### Written exercise
Set out each line of the material below as a JSON list of strings, one string per line, and omit any blank lines.

start Listed entries

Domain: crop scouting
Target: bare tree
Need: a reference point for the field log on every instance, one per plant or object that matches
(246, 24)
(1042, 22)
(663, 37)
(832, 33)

end Listed entries

### Correct result
[
  "Domain: crop scouting",
  "Target: bare tree",
  "Need: a reference point for the field log on every instance, one per plant or object that matches",
  "(246, 24)",
  "(1042, 22)",
  "(663, 37)",
  "(832, 33)"
]